* Records to use:
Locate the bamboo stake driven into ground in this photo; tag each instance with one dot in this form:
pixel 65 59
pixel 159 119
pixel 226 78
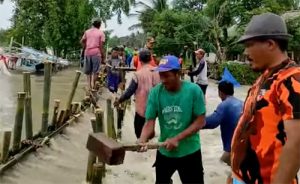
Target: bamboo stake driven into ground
pixel 18 121
pixel 46 99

* Task goal: Take the line containing "pixel 159 119" and every line after it through the end of the data, and write them out exactly, with no pictures.

* Solution for this task:
pixel 159 119
pixel 226 78
Target: bamboo stake driven into ground
pixel 18 121
pixel 46 99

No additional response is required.